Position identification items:
┄┄┄┄┄┄

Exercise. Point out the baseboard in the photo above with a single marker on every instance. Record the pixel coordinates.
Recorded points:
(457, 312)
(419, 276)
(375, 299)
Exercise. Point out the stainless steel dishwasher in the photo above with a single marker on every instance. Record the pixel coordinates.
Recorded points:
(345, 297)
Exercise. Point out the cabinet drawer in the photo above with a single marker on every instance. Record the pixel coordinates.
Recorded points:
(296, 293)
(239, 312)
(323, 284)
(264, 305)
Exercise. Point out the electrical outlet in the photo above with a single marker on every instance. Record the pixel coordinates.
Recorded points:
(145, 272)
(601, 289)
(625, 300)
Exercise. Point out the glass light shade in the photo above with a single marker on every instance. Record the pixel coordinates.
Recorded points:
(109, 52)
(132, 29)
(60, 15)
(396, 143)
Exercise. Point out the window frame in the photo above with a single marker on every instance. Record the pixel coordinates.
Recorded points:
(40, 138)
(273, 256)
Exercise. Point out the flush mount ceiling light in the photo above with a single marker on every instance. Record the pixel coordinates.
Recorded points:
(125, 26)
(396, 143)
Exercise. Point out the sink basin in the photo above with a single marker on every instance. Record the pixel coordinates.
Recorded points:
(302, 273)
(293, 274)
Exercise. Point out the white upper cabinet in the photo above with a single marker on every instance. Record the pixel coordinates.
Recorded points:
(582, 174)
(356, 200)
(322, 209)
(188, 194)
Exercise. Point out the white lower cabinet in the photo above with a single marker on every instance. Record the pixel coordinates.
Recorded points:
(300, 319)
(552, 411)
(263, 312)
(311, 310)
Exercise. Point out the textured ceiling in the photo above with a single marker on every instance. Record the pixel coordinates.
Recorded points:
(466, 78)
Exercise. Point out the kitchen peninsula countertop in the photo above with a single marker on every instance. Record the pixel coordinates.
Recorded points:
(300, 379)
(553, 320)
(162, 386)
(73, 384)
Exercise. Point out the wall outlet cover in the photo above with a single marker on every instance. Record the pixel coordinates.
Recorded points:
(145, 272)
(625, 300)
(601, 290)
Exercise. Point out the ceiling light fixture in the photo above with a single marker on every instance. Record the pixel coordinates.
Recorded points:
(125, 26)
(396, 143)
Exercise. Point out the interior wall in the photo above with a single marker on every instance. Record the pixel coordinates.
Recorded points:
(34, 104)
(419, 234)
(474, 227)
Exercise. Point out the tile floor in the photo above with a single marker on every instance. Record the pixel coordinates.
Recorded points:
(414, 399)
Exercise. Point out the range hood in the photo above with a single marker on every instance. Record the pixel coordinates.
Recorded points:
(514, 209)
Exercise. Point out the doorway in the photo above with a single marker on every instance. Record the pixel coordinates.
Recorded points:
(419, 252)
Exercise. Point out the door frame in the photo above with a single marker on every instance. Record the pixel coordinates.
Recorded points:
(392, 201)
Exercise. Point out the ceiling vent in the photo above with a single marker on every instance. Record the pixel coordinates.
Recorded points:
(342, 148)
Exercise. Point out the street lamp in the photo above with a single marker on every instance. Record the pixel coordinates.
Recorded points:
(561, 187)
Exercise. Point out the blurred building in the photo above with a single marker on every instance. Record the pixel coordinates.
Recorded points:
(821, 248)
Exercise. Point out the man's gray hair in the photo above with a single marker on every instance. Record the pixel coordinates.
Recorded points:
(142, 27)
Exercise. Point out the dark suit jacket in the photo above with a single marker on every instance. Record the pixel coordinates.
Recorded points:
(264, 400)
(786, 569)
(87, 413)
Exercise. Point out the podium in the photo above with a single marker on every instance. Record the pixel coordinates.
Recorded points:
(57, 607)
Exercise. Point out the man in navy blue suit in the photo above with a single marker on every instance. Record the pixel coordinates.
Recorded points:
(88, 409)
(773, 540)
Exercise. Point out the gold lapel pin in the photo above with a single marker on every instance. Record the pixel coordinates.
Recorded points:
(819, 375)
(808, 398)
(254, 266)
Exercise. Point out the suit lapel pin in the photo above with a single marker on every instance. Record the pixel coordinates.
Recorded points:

┄┄┄┄┄┄

▶ [Work to complete]:
Repeat every line from the one containing "Exercise. Point out the dark" through the last line of the items, both included, keeping the requests unchanged and offsetting each recorded coordinate value by adding 34.

▶ [Answer to the task]:
Exercise. Point out the dark suit jacket in the photo above with a single marker on every instance. Record the pixel coordinates.
Recorded points:
(298, 434)
(820, 603)
(121, 447)
Exercise. Point out the podium in the photo above with a single marker on every instance. Record the pixel coordinates.
Recorded points:
(91, 641)
Exercise. Point out the man in navy blue suit in the photo above with a single marker on every instance. Record the pixel coordinates.
Recorded points:
(122, 443)
(807, 574)
Exercise. Point out the gold lapel pin in the photo above with a single marker on every instance. Record the pixel coordinates.
Recorded points:
(853, 409)
(842, 432)
(288, 300)
Exercise. Point out the suit lapel pin in the photo above with a single marker on every instance. Record the pixel coordinates.
Recorded points:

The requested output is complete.